_EXCERPTED DATA:_

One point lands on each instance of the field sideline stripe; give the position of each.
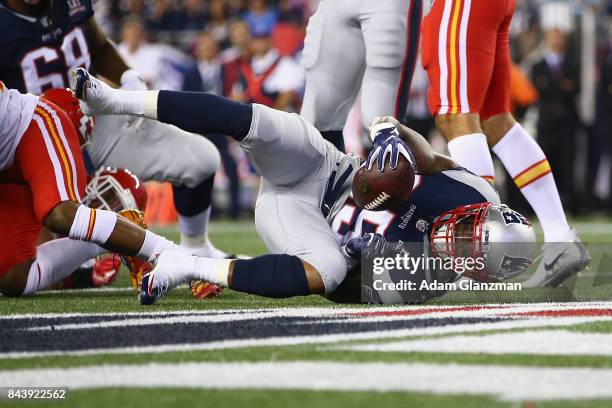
(323, 311)
(334, 316)
(506, 382)
(317, 339)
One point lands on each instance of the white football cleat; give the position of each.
(560, 261)
(160, 280)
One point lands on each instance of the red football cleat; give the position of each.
(204, 290)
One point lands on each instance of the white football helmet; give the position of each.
(502, 237)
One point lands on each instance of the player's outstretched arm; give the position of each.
(190, 111)
(105, 57)
(427, 160)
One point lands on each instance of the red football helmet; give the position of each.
(502, 238)
(115, 190)
(65, 99)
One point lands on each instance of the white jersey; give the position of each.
(16, 111)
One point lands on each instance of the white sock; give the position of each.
(190, 267)
(92, 225)
(154, 245)
(57, 259)
(194, 235)
(194, 229)
(472, 152)
(527, 164)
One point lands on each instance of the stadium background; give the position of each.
(167, 40)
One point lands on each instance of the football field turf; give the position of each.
(542, 348)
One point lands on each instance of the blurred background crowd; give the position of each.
(249, 50)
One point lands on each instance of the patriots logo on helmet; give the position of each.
(512, 217)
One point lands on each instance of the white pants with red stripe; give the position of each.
(352, 46)
(153, 150)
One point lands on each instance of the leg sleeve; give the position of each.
(286, 149)
(334, 59)
(19, 226)
(459, 46)
(391, 36)
(289, 225)
(497, 99)
(158, 151)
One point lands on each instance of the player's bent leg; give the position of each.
(564, 254)
(157, 145)
(467, 143)
(275, 141)
(273, 275)
(527, 165)
(13, 281)
(55, 260)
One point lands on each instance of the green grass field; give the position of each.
(310, 352)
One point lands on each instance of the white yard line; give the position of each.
(540, 342)
(319, 338)
(485, 309)
(506, 382)
(356, 315)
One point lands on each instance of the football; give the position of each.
(380, 190)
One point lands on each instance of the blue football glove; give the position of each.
(387, 143)
(371, 246)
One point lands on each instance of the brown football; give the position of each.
(380, 190)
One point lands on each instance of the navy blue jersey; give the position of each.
(37, 54)
(431, 196)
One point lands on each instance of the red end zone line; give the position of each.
(411, 312)
(564, 313)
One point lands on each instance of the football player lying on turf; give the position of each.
(119, 190)
(42, 177)
(305, 192)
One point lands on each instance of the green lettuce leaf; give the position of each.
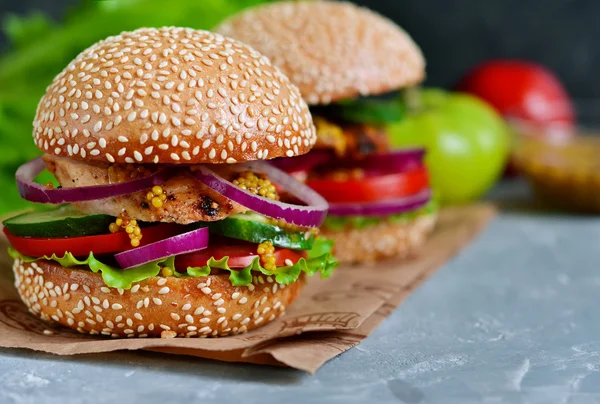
(319, 259)
(112, 277)
(338, 223)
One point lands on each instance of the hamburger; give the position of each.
(349, 64)
(166, 221)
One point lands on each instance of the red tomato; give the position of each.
(522, 91)
(240, 255)
(372, 188)
(82, 246)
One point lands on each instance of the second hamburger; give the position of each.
(341, 56)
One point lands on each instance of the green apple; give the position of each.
(467, 142)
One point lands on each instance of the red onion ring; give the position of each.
(306, 216)
(34, 192)
(381, 208)
(194, 240)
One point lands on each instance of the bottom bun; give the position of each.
(156, 307)
(383, 240)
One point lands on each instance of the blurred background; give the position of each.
(456, 34)
(40, 37)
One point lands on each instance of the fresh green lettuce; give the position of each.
(319, 259)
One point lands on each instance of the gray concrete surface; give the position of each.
(513, 319)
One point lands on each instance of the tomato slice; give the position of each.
(372, 188)
(82, 246)
(240, 255)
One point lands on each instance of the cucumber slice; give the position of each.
(255, 228)
(63, 221)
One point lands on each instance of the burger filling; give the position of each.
(200, 220)
(354, 168)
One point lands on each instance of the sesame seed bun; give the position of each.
(383, 240)
(172, 95)
(156, 307)
(331, 50)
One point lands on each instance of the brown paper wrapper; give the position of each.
(330, 316)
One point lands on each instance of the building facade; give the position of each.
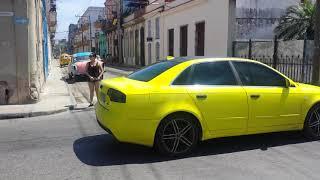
(85, 37)
(256, 19)
(179, 28)
(25, 48)
(73, 28)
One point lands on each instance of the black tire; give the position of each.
(70, 77)
(179, 139)
(312, 123)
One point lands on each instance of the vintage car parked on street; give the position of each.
(65, 59)
(173, 105)
(77, 67)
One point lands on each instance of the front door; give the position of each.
(271, 103)
(216, 92)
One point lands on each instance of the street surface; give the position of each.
(71, 145)
(80, 88)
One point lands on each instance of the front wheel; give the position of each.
(177, 135)
(312, 123)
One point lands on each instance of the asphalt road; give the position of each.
(72, 146)
(80, 89)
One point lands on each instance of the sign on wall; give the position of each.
(6, 14)
(21, 20)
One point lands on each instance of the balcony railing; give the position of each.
(52, 18)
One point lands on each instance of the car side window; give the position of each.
(208, 73)
(184, 78)
(253, 74)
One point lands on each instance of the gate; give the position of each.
(292, 58)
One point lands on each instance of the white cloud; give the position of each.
(67, 11)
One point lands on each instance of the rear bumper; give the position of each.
(116, 123)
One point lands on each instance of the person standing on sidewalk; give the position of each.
(94, 72)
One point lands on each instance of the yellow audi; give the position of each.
(173, 105)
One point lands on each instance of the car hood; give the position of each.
(81, 66)
(308, 88)
(125, 85)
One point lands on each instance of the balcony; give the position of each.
(52, 29)
(98, 24)
(52, 18)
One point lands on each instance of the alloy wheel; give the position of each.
(178, 136)
(314, 122)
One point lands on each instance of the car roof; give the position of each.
(205, 59)
(81, 54)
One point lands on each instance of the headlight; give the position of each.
(116, 96)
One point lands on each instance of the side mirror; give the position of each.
(289, 84)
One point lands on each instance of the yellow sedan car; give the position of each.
(172, 105)
(65, 59)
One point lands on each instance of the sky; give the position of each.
(67, 11)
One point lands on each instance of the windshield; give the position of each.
(80, 58)
(152, 71)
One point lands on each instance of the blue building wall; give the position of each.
(45, 40)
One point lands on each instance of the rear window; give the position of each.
(81, 58)
(152, 71)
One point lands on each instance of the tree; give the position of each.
(297, 22)
(316, 55)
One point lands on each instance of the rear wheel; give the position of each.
(312, 123)
(177, 135)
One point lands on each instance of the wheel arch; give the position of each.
(194, 115)
(310, 107)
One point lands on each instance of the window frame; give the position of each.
(192, 66)
(263, 65)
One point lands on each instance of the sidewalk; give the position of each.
(55, 98)
(120, 70)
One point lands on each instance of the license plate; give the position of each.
(103, 97)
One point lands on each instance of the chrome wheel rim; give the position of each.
(178, 136)
(314, 122)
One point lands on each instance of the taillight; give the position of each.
(116, 96)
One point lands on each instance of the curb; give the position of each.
(31, 114)
(118, 72)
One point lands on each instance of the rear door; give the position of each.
(216, 92)
(271, 103)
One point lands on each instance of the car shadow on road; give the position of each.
(103, 150)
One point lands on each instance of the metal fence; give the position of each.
(292, 58)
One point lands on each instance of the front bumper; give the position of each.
(116, 122)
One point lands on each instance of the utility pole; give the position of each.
(90, 31)
(316, 55)
(82, 38)
(119, 29)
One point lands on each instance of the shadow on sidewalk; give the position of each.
(103, 150)
(75, 80)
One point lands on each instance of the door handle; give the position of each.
(255, 96)
(202, 96)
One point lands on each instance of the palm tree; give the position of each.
(316, 54)
(297, 22)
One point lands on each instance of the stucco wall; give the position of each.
(215, 14)
(21, 61)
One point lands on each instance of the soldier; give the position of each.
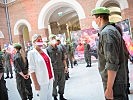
(70, 52)
(59, 66)
(20, 70)
(7, 64)
(87, 53)
(111, 57)
(3, 89)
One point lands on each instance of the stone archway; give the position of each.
(116, 7)
(21, 30)
(53, 5)
(123, 4)
(19, 23)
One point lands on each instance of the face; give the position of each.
(97, 20)
(39, 42)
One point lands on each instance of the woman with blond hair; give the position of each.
(19, 64)
(40, 68)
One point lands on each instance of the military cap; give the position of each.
(100, 10)
(17, 45)
(34, 37)
(52, 36)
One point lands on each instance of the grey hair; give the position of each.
(34, 37)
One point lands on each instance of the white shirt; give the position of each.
(38, 65)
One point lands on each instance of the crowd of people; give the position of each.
(47, 66)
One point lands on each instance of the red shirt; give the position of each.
(47, 61)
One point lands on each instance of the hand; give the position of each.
(37, 86)
(66, 70)
(109, 94)
(26, 76)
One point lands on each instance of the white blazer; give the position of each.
(38, 65)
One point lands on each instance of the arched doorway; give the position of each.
(116, 7)
(61, 16)
(63, 21)
(24, 36)
(115, 11)
(22, 29)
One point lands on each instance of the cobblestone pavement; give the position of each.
(84, 84)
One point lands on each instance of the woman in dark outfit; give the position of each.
(20, 71)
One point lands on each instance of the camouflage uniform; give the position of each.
(111, 57)
(7, 64)
(70, 53)
(3, 89)
(57, 56)
(87, 54)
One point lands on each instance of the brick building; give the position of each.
(27, 17)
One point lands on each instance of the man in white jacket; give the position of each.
(41, 69)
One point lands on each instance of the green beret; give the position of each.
(52, 36)
(17, 45)
(100, 10)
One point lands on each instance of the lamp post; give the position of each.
(8, 21)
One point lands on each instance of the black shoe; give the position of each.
(7, 77)
(87, 66)
(62, 98)
(128, 91)
(11, 77)
(55, 98)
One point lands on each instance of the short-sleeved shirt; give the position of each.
(111, 54)
(57, 56)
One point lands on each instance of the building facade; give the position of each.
(20, 19)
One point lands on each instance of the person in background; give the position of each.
(87, 54)
(28, 81)
(19, 65)
(40, 68)
(64, 50)
(7, 64)
(59, 66)
(3, 89)
(70, 52)
(111, 57)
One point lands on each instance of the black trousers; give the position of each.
(3, 89)
(24, 87)
(29, 88)
(120, 93)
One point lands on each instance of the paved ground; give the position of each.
(84, 84)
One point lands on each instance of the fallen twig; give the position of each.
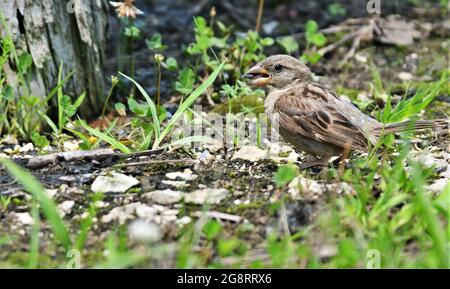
(218, 215)
(98, 155)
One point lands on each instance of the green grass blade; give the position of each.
(151, 104)
(32, 185)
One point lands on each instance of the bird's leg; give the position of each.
(320, 162)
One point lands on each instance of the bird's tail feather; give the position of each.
(414, 125)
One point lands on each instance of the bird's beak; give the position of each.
(257, 76)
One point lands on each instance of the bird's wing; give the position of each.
(312, 111)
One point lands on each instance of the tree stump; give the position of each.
(71, 33)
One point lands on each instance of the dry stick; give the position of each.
(100, 154)
(152, 162)
(344, 157)
(258, 18)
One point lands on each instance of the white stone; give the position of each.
(144, 231)
(405, 76)
(129, 211)
(206, 196)
(165, 197)
(113, 183)
(24, 218)
(175, 184)
(438, 186)
(66, 207)
(28, 147)
(187, 175)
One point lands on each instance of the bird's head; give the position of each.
(277, 71)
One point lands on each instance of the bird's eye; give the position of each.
(278, 68)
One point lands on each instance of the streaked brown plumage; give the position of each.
(313, 118)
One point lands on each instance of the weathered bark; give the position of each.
(67, 32)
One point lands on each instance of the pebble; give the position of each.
(24, 218)
(113, 183)
(206, 196)
(144, 231)
(65, 207)
(129, 211)
(250, 153)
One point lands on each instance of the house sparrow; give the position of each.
(315, 119)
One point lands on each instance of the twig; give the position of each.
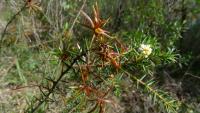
(10, 21)
(71, 28)
(57, 81)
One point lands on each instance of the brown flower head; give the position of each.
(96, 23)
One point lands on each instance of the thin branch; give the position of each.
(12, 18)
(57, 81)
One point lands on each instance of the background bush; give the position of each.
(44, 38)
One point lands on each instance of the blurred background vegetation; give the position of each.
(27, 44)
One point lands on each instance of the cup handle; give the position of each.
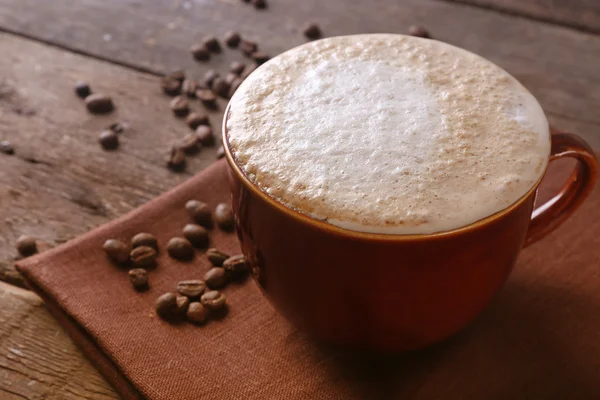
(548, 216)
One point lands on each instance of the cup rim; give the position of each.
(333, 229)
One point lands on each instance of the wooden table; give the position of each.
(60, 183)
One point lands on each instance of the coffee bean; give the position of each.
(189, 87)
(312, 31)
(143, 256)
(232, 39)
(189, 144)
(144, 239)
(259, 57)
(193, 288)
(248, 47)
(199, 212)
(26, 245)
(82, 89)
(237, 68)
(170, 86)
(213, 300)
(6, 147)
(216, 257)
(209, 77)
(212, 44)
(138, 278)
(180, 248)
(259, 4)
(224, 216)
(166, 304)
(116, 250)
(109, 140)
(196, 313)
(196, 234)
(205, 135)
(177, 74)
(221, 87)
(181, 305)
(207, 97)
(419, 31)
(180, 106)
(236, 266)
(196, 119)
(234, 86)
(200, 52)
(176, 159)
(99, 103)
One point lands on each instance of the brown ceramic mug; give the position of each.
(393, 292)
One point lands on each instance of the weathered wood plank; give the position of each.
(578, 14)
(37, 358)
(60, 183)
(559, 65)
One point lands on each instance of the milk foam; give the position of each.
(388, 134)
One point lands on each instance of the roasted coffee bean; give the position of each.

_EXERCISE REQUIREMENTS:_ Your reply should consist only of the lines running from the line with "One point lands on each instance of the milk" to the end of the listing, retyped exactly.

_WORKED SOLUTION:_
One point lands on each instance of the milk foam; give the position of each.
(388, 134)
One point lands on each instance of the roasted coffee bean; give the position of each.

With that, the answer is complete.